* Brief
From the entries below, select every line that contains the string "lobe" and copy each of those lines.

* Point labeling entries
-- BEGIN --
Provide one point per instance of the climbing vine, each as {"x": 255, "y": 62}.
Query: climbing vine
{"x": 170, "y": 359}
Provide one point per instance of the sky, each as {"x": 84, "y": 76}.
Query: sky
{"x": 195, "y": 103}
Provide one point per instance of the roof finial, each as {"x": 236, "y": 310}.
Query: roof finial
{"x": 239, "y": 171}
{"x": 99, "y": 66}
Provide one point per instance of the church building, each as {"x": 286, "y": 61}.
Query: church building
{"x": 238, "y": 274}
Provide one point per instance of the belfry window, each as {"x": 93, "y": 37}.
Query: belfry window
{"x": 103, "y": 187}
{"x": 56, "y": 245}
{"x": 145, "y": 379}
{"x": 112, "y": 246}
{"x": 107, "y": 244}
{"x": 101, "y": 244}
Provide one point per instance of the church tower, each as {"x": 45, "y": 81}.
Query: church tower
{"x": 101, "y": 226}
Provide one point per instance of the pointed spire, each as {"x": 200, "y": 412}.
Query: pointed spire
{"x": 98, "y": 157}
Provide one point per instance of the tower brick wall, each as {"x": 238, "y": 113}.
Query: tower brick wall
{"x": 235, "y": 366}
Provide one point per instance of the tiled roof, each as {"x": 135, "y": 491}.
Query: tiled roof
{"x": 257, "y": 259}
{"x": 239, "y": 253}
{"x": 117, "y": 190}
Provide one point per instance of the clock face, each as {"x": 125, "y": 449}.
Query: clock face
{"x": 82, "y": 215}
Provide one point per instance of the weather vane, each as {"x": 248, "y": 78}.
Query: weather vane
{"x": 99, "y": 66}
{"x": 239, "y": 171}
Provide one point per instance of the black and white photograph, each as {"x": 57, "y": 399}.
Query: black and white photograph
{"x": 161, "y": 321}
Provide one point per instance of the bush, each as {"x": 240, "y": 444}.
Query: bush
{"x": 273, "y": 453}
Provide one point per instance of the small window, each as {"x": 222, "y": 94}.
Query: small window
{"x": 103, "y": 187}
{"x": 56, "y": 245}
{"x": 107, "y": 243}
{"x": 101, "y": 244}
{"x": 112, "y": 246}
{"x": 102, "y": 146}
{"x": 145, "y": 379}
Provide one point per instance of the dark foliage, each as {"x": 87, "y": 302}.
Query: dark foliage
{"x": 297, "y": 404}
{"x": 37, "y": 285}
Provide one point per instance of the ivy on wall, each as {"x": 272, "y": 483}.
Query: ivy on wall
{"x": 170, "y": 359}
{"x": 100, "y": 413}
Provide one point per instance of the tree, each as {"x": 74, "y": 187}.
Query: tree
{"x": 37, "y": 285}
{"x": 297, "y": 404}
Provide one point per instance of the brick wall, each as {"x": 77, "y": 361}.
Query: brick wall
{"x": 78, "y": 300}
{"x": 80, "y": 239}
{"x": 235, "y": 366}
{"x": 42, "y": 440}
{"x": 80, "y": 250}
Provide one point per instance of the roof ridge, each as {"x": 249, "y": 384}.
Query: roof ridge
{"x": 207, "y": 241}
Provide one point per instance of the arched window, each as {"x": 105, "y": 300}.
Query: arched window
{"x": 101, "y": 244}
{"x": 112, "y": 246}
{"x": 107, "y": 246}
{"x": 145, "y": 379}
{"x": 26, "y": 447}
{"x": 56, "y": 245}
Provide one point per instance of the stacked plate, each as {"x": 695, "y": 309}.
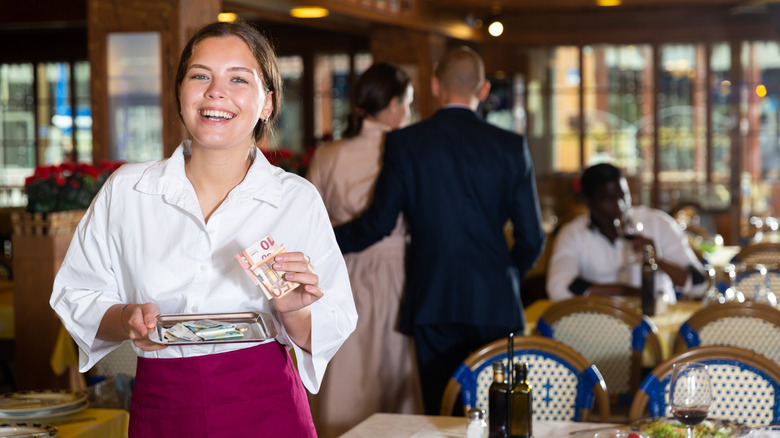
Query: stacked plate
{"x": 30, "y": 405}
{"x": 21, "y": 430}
-- END --
-- BEGIN --
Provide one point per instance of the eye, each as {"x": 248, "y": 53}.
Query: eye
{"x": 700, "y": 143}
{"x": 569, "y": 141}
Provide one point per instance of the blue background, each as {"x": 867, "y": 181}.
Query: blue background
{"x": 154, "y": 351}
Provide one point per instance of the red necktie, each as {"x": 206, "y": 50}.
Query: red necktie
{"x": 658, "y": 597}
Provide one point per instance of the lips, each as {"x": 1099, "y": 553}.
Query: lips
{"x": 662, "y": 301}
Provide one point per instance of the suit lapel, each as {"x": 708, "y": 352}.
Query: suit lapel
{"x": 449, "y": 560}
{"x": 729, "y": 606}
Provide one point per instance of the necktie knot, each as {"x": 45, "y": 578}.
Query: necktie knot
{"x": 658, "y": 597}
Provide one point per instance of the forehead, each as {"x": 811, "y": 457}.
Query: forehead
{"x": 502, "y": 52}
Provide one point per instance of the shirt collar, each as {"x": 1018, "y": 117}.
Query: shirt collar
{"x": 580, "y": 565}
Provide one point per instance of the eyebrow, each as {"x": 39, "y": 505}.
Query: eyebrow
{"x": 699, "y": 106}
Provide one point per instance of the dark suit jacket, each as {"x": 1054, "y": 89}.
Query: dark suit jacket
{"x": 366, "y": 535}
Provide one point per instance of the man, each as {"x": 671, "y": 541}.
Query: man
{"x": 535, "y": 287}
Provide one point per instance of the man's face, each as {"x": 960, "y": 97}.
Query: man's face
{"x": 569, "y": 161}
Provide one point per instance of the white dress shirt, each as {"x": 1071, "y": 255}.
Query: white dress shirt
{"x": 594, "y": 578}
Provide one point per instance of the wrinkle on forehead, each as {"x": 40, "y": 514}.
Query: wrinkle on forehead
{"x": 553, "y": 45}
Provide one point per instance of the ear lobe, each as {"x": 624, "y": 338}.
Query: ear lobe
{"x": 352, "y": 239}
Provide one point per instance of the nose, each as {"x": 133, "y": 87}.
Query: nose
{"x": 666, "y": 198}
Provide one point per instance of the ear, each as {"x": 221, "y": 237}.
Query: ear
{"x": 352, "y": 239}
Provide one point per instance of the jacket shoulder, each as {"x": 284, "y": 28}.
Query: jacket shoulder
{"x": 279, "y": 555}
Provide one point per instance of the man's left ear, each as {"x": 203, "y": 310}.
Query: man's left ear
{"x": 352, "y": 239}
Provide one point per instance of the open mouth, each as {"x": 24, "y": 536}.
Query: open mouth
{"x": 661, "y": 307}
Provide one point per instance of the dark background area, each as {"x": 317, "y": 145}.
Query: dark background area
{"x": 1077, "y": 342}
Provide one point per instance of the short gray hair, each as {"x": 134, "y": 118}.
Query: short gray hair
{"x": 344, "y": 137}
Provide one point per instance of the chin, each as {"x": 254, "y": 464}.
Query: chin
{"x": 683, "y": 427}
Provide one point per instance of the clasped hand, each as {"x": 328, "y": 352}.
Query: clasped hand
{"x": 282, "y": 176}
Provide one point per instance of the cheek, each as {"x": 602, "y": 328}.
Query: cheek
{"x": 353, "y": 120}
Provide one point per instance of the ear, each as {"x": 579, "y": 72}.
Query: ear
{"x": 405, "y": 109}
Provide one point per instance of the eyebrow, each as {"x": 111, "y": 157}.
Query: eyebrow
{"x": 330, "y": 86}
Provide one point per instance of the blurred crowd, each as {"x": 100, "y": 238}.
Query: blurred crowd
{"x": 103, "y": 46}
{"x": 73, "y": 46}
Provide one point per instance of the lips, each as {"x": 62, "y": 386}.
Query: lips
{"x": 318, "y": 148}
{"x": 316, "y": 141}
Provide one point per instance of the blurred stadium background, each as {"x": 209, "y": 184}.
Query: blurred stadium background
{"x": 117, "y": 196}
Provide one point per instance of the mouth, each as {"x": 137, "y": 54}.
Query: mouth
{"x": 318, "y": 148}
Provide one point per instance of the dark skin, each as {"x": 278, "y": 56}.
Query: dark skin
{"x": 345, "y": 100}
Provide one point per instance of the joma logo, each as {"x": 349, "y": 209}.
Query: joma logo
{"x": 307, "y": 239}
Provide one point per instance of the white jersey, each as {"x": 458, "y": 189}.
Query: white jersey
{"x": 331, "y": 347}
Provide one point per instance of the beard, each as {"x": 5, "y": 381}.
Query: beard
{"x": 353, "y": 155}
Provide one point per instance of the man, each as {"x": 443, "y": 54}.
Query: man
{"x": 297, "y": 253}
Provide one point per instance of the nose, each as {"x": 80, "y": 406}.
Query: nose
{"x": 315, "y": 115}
-- END --
* Full answer
Provide one point per instance of the ear lobe, each as {"x": 624, "y": 338}.
Query: ear lobe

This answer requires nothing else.